ENUNCIADO A: Enumere todos os álbuns de Kendrick Lamar mencionados no artigo sobre a banda sonora da década.

· · · · ·

De Ed Sheeran a Salvador Sobral, passando por Rosalía - A banda sonora da década

Do hip-hop erudito de Kendrick Lamar e Slow J às canções perfeitas de Ed Sheeran, passando ainda por surpresas como Salvador Sobral ou promessas como Gaspar Varela ou Billie Eilish, é sempre uma tarefa ingrata condensar dez anos de música numa única lista.

E num ápice, dez anos se passaram. Durante este período partiram alguns dos nomes que ajudaram a fazer da música popular uma parte indissociável da vida de todos nós: gente como Gil Scott-Heron, Whitney Houston, Lou Reed, David Bowie, Leonard Cohen, George Michael, Prince ou Aretha Franklin, cujas canções há muito tornaram imortais. Pelo contrário, esta década, que igualmente popularizou as plataformas de streaming, modificando por completo a forma de ouvir música e ditando o fim da pirataria que, no passado, quase aniquilou a industria, também deu a conhecer novos artistas, como os dez - cinco nacionais e cinco internacionais - selecionados pelo DN para compor a banda sonora da década que agora finda. Como critério, apenas o facto de terem editado o álbum de estreia entre 2010 e 2019, porque o resto, como tudo o que envolve a arte e o gosto de cada um, é meramente subjetivo.

Kendrick Lamar

Foi em abril do ano passado, que o rapper nascido há 32 anos em Compton, Califórnia, fez história, ao tornar-se no primeiro artista de música popular a conquistar o tão cobiçado prémio, normalmente atribuído à música erudita ou mais ocasionalmente ao jazz. Um momento único não só para o músico, mas especialmente para o hip-hop, cada vez mais reconhecido como a banda sonora da cultura jovem do século XXI. Kendrick Lamar começou a fazer música na casa da mãe e cedo chamou a atenção, enquanto membro do grupo de hip hop Black Hippy. O primeiro álbum a solo, Section.80, é editado em 2011, através da plataforma iTunes. No ano seguinte, lançou Good Kid, M.A.A.D City, que lhe valeram sete nomeações para os prémios Grammy de 2014, incluindo nas categorias de Artista Revelação e de Álbum do Ano. Seria no entanto com To Pimp a Butterfly, lançado em março de 2015, que Kendrick Lamar se tornaria uma estrela planetária, sem nunca abdicar dos princípios da sua música, conhecida pelas letras de carater pessoal, nas quais aborda temas hoje habitualmente fora da agenda da maioria dos artistas com quem partilha os tops mundiais, como política, raça ou religião. O mais recente capítulo discográfico, Damn, foi editado em 2017 e contou com a participação de estrelas como os U2 ou Rihanna. Depois de duas anteriores visitas a Portugal, ao Primavera Sound (2014) e ao Super Rock (2016), Kendrick Lamar está de regresso no próximo verão, para atuar a 8 de julho no Nos Alive, que até acrescentou mais um dia ao cartaz para poder contar com o rapper americano.

· · · · ·

ENUNCIADO B: Escale as linhas dos dados e reproduza-as por inteiro, da primeira até à que contém "[245,571,325,592]", ambas incluídas. Multiplique por 2,6 todas as coordenadas das caixas delimitadoras e arredonde às unidades, com as metades para cima.

DADOS FORNECIDOS:
· · · · ·

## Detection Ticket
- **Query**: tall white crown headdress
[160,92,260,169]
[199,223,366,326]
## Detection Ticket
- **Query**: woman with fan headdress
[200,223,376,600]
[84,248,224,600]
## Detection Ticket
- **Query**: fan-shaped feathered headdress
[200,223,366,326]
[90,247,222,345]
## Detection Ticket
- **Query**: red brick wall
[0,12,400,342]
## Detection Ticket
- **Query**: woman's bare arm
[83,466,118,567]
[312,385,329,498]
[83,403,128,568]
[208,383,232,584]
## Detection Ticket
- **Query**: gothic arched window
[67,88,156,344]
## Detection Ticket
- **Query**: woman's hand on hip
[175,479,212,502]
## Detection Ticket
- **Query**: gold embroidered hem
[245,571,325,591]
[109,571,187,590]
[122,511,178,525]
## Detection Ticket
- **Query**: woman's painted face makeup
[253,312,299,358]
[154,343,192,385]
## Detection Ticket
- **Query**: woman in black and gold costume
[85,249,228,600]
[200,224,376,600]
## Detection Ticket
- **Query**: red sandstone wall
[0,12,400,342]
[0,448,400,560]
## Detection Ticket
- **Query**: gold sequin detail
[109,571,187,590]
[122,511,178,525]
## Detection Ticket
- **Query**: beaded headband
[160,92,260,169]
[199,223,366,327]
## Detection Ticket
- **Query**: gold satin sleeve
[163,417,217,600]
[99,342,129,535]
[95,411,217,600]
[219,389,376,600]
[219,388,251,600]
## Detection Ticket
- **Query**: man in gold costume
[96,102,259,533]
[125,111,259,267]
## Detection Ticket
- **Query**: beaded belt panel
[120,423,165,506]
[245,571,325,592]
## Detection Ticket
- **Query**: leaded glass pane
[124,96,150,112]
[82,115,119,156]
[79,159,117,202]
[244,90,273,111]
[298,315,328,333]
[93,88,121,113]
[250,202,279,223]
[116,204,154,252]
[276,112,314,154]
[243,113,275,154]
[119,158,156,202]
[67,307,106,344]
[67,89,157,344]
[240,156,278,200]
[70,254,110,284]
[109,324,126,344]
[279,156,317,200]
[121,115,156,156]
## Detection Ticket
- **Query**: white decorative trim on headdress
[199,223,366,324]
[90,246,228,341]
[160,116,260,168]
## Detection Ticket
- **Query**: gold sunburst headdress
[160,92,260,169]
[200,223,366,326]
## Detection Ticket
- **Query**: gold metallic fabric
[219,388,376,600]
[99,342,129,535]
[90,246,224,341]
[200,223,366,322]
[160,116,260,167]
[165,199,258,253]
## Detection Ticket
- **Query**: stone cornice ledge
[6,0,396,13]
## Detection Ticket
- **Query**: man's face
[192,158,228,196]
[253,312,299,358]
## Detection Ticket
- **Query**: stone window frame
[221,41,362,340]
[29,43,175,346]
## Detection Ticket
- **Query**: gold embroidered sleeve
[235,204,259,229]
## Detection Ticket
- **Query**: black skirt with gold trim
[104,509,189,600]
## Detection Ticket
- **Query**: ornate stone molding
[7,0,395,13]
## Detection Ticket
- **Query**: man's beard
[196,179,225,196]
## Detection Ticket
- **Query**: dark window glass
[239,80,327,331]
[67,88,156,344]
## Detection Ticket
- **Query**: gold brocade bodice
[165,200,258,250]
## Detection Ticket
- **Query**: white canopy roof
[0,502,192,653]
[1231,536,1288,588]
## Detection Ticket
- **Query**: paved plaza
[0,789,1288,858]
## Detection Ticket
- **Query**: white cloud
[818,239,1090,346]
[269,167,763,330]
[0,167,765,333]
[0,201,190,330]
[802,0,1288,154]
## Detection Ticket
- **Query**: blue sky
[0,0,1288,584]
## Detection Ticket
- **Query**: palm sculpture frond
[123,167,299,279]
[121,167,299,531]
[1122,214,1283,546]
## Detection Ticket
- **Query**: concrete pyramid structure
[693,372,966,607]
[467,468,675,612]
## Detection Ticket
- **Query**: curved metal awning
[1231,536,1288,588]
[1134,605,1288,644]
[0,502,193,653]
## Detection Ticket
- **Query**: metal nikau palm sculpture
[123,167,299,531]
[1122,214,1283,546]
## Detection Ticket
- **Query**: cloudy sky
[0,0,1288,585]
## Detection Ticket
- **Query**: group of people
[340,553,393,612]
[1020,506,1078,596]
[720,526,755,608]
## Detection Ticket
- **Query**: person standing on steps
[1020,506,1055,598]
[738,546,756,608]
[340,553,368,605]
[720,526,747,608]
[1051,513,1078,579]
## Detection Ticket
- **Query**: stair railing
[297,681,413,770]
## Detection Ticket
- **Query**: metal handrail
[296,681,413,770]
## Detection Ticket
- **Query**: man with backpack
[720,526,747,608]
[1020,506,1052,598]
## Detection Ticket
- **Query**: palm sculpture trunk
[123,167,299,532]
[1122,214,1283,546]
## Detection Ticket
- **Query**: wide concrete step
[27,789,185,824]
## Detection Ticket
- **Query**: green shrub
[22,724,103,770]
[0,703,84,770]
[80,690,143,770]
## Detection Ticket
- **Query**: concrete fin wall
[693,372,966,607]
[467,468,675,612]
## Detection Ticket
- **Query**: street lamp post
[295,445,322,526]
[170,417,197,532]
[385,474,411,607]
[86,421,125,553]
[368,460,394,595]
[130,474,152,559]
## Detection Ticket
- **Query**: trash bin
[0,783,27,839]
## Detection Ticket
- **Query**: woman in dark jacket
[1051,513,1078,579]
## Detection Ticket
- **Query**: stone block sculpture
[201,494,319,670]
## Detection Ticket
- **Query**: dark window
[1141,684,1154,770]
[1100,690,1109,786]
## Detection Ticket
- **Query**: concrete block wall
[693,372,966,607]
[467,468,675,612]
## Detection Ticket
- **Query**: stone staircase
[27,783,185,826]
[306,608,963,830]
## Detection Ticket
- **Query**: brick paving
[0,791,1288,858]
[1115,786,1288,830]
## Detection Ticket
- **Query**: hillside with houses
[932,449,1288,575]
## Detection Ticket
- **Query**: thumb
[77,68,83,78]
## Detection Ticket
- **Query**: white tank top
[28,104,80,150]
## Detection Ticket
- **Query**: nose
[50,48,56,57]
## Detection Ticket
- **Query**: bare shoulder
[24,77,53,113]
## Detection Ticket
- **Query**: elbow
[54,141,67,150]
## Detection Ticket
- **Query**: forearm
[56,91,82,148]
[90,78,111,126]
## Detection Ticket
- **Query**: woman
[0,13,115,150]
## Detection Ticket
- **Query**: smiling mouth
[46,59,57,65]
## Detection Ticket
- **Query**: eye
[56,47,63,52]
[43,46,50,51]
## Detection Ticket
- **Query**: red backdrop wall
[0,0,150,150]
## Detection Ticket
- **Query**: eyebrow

· · · · ·

RESOLUÇÃO A:
- Section.80
- Good Kid, M.A.A.D City
- To Pimp a Butterfly
- Damn

RESOLUÇÃO B:
## Detection Ticket
- **Query**: tall white crown headdress
[416,239,676,439]
[517,580,952,848]
## Detection Ticket
- **Query**: woman with fan headdress
[520,580,978,1560]
[218,645,582,1560]
## Detection Ticket
- **Query**: fan-shaped feathered headdress
[520,580,952,848]
[234,642,577,897]
## Detection Ticket
- **Query**: red brick wall
[0,31,1040,889]
## Detection Ticket
- **Query**: woman's bare arm
[216,1212,307,1474]
[811,1001,855,1295]
[216,1048,333,1477]
[541,996,603,1518]
## Detection Ticket
- **Query**: gothic arched window
[174,229,406,894]
## Detection Ticket
- **Query**: woman's hand on hip
[455,1245,551,1305]
## Detection Ticket
- **Query**: gold embroidered hem
[637,1485,845,1537]
[283,1485,486,1534]
[317,1329,463,1365]
## Detection Ticket
- **Query**: woman's painted face makeup
[658,811,777,931]
[400,892,499,1001]
## Detection Ticket
- **Query**: woman in black and gold costume
[221,647,593,1560]
[520,582,978,1560]
## Detection Ticket
- **Query**: red sandstone wall
[0,31,1040,889]
[0,1165,1040,1456]
## Detection Ticket
- **Query**: gold sequin detail
[283,1485,486,1534]
[317,1329,463,1365]
## Detection Ticket
- **Query**: beaded headband
[416,239,676,439]
[517,580,952,850]
## Detection Ticket
- **Query**: gold satin sleeve
[424,1084,564,1560]
[257,889,335,1391]
[247,1069,564,1560]
[569,1011,978,1560]
[569,1009,653,1560]
## Detection Ticket
- **Query**: man in gold costume
[250,265,673,1386]
[325,289,673,694]
## Detection Ticket
- **Query**: beaded belt panel
[312,1100,429,1316]
[637,1485,845,1539]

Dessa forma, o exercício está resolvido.